### Records for the task ###
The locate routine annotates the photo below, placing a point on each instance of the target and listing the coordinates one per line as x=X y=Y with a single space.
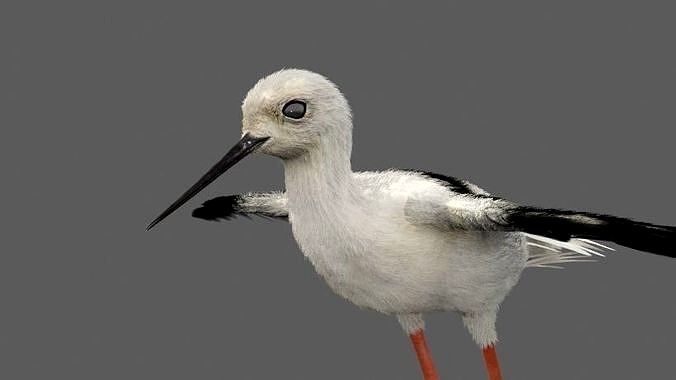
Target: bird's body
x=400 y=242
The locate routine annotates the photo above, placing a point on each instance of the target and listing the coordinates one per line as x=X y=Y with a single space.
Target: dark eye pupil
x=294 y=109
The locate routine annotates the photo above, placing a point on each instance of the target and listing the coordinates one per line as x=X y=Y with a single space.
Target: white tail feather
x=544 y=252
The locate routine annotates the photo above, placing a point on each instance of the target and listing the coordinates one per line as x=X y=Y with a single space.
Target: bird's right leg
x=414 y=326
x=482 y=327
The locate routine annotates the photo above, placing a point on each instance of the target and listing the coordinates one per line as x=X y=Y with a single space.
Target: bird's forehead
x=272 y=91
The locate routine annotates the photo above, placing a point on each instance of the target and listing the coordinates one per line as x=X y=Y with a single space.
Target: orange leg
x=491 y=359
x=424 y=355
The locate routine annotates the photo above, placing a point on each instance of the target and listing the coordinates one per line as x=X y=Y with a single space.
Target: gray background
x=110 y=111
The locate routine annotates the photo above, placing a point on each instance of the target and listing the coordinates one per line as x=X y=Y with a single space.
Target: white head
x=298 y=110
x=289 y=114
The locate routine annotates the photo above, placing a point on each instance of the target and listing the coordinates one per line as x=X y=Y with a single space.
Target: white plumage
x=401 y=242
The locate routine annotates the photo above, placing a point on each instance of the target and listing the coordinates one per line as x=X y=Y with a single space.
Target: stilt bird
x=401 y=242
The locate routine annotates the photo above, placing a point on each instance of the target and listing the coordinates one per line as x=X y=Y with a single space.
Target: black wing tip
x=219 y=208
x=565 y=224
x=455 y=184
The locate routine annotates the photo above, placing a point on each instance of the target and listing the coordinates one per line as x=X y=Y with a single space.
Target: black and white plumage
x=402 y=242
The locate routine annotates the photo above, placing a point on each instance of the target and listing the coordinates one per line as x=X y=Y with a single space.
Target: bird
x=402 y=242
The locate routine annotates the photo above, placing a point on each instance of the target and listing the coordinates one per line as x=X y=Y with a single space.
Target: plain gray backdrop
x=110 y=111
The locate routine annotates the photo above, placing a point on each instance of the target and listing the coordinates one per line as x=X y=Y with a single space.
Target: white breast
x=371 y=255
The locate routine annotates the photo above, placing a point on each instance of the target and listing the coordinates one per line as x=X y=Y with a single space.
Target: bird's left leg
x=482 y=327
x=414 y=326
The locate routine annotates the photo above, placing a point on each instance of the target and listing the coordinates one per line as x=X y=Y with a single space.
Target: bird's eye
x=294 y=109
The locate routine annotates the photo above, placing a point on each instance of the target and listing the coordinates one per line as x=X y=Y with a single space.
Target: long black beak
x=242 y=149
###
▶ Stated problem:
Reproduce all entries without any change, and omit the pictures.

▶ Result of this exercise:
The locate routine annotates the photo below, placing a point on each instance of the target and listing the coordinates one per line as x=X y=Y with a single space.
Target: bird's body
x=400 y=242
The locate routine annotates the photo above, placing a point on each instance of the target and listing the coordinates one per line as x=X y=Y with a single space.
Target: dark eye pupil
x=294 y=109
The locate routine annotates the photo above, placing a point on each instance of the target and listing the coordinates one per line as x=X y=Y with a single space.
Target: white tail feather
x=544 y=252
The locate routine annotates the photo above, placing a point on each instance of the target and listing the coordinates one per line as x=X y=Y with a single space.
Target: bird's right leg
x=414 y=326
x=482 y=327
The locate routine annotates the photo above, placing a point on each instance of the target and listing the coordinates one per line as x=X y=Y with a single space.
Target: bird's forehead
x=272 y=91
The locate routine annotates the photo above, placing a point on each instance of the target and listing the coordinates one per line as x=X y=Y with a single space.
Target: orange leg
x=491 y=359
x=424 y=355
The locate routine annotates the photo above, placing a point on each instance of the target and listing the coordinates one per line as x=X y=Y with a single space.
Target: gray background
x=110 y=111
The locate routine annotates the photo above, placing a point on each instance of the target and listing the coordinates one per line as x=X y=Y with a single space.
Target: white head
x=298 y=110
x=289 y=114
The locate routine annotates the photo above, placing a point on each instance of the target and listing the coordinates one per line as x=X y=Y with a single space.
Target: white plumage
x=401 y=242
The locate routine annotates the photo above, placing a point on each instance of the target and listing the coordinates one per line as x=X y=Y with a single space.
Target: stilt bird
x=401 y=242
The locate routine annotates the photo above, placing a point on each instance of the target and listing the coordinates one per line as x=X y=Y with a single space.
Target: black wing tip
x=219 y=208
x=565 y=224
x=455 y=184
The locate routine annotates the photo above, placing a point on each instance of the target and listing the coordinates one per line as x=X y=Y with a single space.
Target: black and white plumage
x=402 y=242
The locate routine annotates the photo above, placing a point on each instance of the target and listing the coordinates one per line as x=X y=Y with a single space.
Target: bird
x=402 y=242
The locate routine annotates the photo above, placing a point on each instance of the target and listing the coordinates one per line as x=X y=Y with a single space.
Target: plain gray backdrop
x=110 y=111
The locate routine annotates the photo above, placing a point on each instance of the target and listing the coordinates one per line as x=X y=Y with a single space.
Target: white breast
x=371 y=255
The locate routine annotates the photo above, placing a point on each instance of the target and listing the coordinates one per line as x=X y=Y with a single space.
Target: bird's left leg
x=482 y=327
x=414 y=326
The locate routine annotates the photo above, placing a point on each instance of the target and listing the coordinates one per line as x=X y=Y with a single space.
Target: bird's eye
x=294 y=109
The locate routine annotates the photo above, placing a point on each instance of the target and listing the coordinates one per line as x=X y=Y with a single space.
Target: long black beak
x=242 y=149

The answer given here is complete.